(Raw records)
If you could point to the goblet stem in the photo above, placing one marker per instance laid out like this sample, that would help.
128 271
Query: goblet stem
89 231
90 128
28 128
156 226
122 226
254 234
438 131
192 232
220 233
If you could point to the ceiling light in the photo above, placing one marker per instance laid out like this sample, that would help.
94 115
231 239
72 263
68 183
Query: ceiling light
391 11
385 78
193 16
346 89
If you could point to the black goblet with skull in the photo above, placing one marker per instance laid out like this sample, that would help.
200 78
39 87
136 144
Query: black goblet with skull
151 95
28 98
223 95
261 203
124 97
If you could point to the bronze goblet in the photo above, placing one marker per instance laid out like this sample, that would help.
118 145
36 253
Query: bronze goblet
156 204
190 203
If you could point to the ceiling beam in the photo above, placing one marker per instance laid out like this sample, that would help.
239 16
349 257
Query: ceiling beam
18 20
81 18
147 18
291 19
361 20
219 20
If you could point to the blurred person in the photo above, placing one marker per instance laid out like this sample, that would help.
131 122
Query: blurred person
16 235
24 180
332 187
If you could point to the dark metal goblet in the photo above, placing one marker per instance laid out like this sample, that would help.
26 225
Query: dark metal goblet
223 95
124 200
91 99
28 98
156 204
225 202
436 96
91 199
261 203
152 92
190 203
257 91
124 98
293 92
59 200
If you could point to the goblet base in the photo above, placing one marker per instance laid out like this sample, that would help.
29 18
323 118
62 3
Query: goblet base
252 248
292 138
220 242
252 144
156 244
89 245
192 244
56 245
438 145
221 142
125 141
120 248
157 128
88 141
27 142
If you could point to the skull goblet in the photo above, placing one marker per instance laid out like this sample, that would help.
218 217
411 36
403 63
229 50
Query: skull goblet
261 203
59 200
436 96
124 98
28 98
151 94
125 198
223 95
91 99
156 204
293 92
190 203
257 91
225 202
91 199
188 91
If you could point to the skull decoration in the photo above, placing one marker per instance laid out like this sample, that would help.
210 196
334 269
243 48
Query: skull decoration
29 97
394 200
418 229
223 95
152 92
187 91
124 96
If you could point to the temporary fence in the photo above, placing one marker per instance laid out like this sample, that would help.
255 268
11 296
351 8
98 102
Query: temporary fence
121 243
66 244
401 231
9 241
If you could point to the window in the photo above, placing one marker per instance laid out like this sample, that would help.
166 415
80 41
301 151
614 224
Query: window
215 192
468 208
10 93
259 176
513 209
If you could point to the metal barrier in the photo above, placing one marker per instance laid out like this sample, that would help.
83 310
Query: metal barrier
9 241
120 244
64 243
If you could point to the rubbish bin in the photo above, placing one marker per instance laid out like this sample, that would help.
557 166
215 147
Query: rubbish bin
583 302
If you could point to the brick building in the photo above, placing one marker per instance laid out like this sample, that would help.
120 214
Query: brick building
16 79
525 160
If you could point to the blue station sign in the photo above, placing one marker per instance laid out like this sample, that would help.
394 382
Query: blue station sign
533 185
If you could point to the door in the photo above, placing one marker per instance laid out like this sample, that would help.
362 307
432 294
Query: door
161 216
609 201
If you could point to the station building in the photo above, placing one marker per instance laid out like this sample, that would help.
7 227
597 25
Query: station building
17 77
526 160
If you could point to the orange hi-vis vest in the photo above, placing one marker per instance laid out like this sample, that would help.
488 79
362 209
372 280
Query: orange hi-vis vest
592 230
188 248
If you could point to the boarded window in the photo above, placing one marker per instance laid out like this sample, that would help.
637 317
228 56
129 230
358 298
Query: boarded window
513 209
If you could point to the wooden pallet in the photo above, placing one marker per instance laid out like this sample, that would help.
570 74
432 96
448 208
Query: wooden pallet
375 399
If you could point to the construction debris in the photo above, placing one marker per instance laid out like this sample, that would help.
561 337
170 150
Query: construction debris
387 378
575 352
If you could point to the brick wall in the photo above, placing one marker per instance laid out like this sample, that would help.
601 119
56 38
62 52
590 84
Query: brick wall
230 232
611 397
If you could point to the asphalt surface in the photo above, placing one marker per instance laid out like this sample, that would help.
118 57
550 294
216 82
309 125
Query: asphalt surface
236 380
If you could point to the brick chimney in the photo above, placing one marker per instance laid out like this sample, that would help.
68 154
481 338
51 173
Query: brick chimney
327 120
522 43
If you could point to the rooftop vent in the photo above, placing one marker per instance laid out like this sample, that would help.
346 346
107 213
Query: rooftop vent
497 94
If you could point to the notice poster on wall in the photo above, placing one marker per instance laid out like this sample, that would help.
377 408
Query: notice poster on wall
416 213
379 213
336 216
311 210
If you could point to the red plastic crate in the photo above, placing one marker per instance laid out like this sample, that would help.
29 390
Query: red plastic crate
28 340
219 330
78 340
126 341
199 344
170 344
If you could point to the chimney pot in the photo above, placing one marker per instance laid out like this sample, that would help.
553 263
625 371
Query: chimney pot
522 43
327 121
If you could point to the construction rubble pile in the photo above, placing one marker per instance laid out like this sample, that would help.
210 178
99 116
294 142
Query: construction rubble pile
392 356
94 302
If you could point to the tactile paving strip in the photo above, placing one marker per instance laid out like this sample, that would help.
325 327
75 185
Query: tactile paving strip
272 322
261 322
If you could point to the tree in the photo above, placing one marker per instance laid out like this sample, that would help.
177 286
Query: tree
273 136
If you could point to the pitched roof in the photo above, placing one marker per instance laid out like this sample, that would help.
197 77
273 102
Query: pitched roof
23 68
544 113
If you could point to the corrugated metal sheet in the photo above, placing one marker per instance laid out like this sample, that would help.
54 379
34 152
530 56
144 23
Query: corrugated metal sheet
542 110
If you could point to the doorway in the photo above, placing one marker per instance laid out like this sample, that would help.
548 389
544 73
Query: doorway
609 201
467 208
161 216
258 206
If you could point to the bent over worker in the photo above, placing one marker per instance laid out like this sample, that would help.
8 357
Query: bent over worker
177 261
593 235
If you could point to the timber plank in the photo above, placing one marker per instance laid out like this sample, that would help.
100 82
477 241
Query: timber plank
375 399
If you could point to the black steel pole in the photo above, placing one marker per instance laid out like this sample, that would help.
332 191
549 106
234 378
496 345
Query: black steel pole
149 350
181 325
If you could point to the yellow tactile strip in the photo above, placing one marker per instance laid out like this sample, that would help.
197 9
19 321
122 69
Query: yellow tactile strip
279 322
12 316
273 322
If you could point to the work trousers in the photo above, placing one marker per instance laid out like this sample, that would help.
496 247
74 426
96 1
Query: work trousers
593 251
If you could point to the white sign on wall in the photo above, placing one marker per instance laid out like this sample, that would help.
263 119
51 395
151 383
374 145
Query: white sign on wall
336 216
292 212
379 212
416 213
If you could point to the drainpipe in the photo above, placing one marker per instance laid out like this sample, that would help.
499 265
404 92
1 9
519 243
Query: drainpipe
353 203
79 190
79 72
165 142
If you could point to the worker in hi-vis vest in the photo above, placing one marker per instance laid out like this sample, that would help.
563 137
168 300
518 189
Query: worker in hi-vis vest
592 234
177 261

WHAT IS REQUIRED — Extract the data in full. Keep it word for word.

COMPLETE ANSWER —
If you could point to the goblet stem in the photo above, placing one marker per instance laid out like this sample, that would help.
128 271
Query: goblet stem
89 231
90 128
28 128
156 226
122 226
254 234
438 131
192 232
220 233
If you could point to the ceiling light in the photo above, placing one marker per instance laid out like this sample, that would help.
94 115
231 239
72 263
68 183
Query: ceiling light
391 11
385 78
193 16
346 89
If you could point to the black goblet with skull in the photo above, placing one marker per instance laid out like this sample, that would help.
200 78
39 87
136 144
Query: black goblet with skull
151 95
28 98
223 95
261 203
124 97
If you could point to the bronze goblet in the photo above, placing one marker per instance laid out like this sample, that would help.
118 145
36 253
Query: bronze goblet
156 204
190 203
If you could point to the ceiling beam in the photo above, placing one marker per instance laid out like this sample, that would help.
239 16
349 257
Query: ceiling beam
18 20
81 18
147 18
291 19
361 20
219 20
If you could point to the blurred person in the photo above, placing one marker per instance laid out like this sample, that would help.
131 122
Query: blurred person
16 235
24 180
332 187
If you could point to the dark metal goblet in the photo above, placing one marker per instance laid out like this sample, that would help.
26 225
Query: dark metal goblet
223 95
124 200
91 99
28 98
156 204
225 202
436 96
91 199
261 203
152 92
190 203
257 91
124 98
293 92
59 200
If you could point to the goblet base in the photo above, placing one marker per instance laid out like this sample, that would help.
29 18
323 118
62 3
Query: goblet base
252 248
292 138
220 242
252 144
156 244
89 245
192 244
56 245
438 145
221 142
125 141
120 248
157 128
88 141
27 142
If you could point to the skull goblet in the photo above, placing one marker per instance laid out like this sample, that would help.
218 217
411 36
403 63
229 50
Query: skull goblet
261 203
59 200
436 96
124 98
28 98
151 94
125 198
223 95
91 99
156 204
293 92
190 203
257 91
225 202
91 199
188 91
If you could point to the skull decoration in the photo above, placing one marker per instance laid out like this sample, that would help.
210 196
334 269
243 48
Query: skull decoration
29 97
394 200
418 229
223 95
152 92
187 91
124 96
If you could point to the temporary fence in the photo above, placing one marker per instance laid out like this sample, that would help.
255 268
11 296
351 8
98 102
Query: temporary fence
121 243
66 244
401 231
9 241
If you could point to the window in the photo above, placing one marker per instance laid out like this sample, that would help.
166 415
80 41
301 151
614 224
Query: window
215 192
468 208
10 93
259 176
513 209
If you could point to the metal barrier in the photo above, placing one marker per instance laid out like this sample, that would help.
83 310
Query: metal barrier
9 241
120 244
64 243
If you could point to the rubbish bin in the photo above, placing one marker per instance laid out like this sample, that would help.
557 166
215 147
Query: rubbish bin
583 302
If you could point to the brick building in the photo above, placing one marker per instance laid out like this sample, that would help.
120 214
Query: brick building
16 79
525 160
If you could point to the blue station sign in the photo above, placing one marker per instance laid out like this sample, that would help.
394 382
Query: blue station sign
533 185
If you could point to the door in the photo above, placing one marker per instance laid out like this sample, that would help.
362 307
432 294
Query: door
161 216
609 201
If you could point to the station building in the photo above, placing one marker per instance laid out like this sample, that would help.
7 227
597 25
Query: station building
17 77
526 160
If you could point to the orange hi-vis vest in the photo above, placing one marker per instance laid out like this sample, that would help.
488 79
362 209
372 280
Query: orange hi-vis vest
592 230
188 248
If you could point to the boarded window in the photo above, placing one marker per instance laid out like this sample, that would help.
637 317
228 56
129 230
358 298
Query: boarded window
513 209
If you could point to the wooden pallet in the photo above, placing one marker per instance laid out like this sample, that would help.
570 74
432 96
448 208
Query: wooden pallet
375 399
If you could point to the construction debris in the photo above, placing one marker per instance laid out like this sample, that would help.
561 337
170 150
Query: construction debris
387 378
575 352
If you could point to the brick wall in the photo above, placing one marker per instance laid out like this sample, that would help.
601 119
56 38
62 52
590 84
Query: brick wall
230 232
611 397
If you could point to the asphalt surface in the photo above, placing one marker per instance laid out like this sample, that would help.
118 57
550 294
216 82
309 125
Query: asphalt surface
236 380
If you could point to the brick chimney in the photo above, placing one marker per instance laid out like this sample, that would help.
68 154
481 338
51 173
Query: brick chimney
327 120
522 43
If you could point to the rooftop vent in the photo above, placing one marker per instance laid out like this sample, that would help.
346 346
107 213
Query: rooftop vent
497 94
If you could point to the notice poster on wall in the photo above, placing one marker per instance laid out like this sample, that would help.
377 408
Query: notice poster on wall
416 213
379 213
336 216
311 210
If you could point to the red plastic crate in the photo above, placing one marker per instance laid out like this sample, that would help.
29 390
Query: red plastic crate
28 340
219 330
78 340
126 341
199 344
170 344
If you could point to the chimney pot in the photo above, placing one marker per instance laid out like this sample, that would help.
553 263
625 371
Query: chimney pot
522 43
327 121
If you could point to the construction rubble pile in the photo above, placing one marker per instance laid out like this sample, that would help.
210 178
99 116
294 142
Query: construction rubble pile
392 356
94 302
If you could point to the tactile paving strip in the photo above, placing one marker per instance laid out like this sample, that would help.
325 327
75 185
Query: tactile paving strip
272 322
261 322
If you could point to the tree in the photo above, placing one marker per instance laid out like this sample, that would help.
177 286
Query: tree
273 136
If you could point to the pitched roof in the photo above, placing one marker per instance laid out like this sample, that would help.
197 77
273 102
Query: pitched roof
23 68
544 113
If you could point to the corrugated metal sheet in the photo above, placing one marker per instance laid out like this sample, that would help.
54 379
34 152
530 56
144 23
Query: corrugated metal sheet
542 110
If you could point to the doorway in the photo above, placing one marker per instance laid out like this sample, that would help.
548 389
544 73
Query: doorway
609 201
467 208
161 216
258 206
If you could point to the bent over worker in the photo above, placing one marker per instance laid out like this sample, that would help.
8 357
Query: bent over worker
177 261
593 235
If you could point to the timber plank in the photo above, placing one marker per instance laid out like this sample, that would help.
100 82
477 241
Query: timber plank
375 399
If you could point to the black steel pole in the photo above, placing one marker per instance laid out like this sample, that would help.
332 191
549 106
234 378
496 345
Query: black steel pole
149 350
181 325
If you could point to the yellow tactile strip in the photo above, placing one marker per instance laid out like this sample, that would help.
197 9
19 321
122 69
Query: yellow tactile strip
279 322
12 316
273 322
If you could point to the work trousers in the photo above, placing one marker per instance laid out like this sample, that would help.
496 247
74 426
96 1
Query: work trousers
593 251
If you could point to the white sign on wall in the photo above, placing one marker per instance laid out like this sample, that would help.
263 119
51 395
151 383
374 145
Query: white sign on wall
336 216
292 212
379 212
416 213
If you could point to the drainpipe in the photo above, placing one marker per instance laid out like this sample, that would help.
499 265
404 92
1 9
519 243
Query: drainpipe
353 203
79 190
79 72
165 142
If you could point to the worker in hi-vis vest in the photo above, placing one marker per instance laid out like this sample, that would help.
563 137
168 300
518 189
Query: worker in hi-vis vest
592 234
177 261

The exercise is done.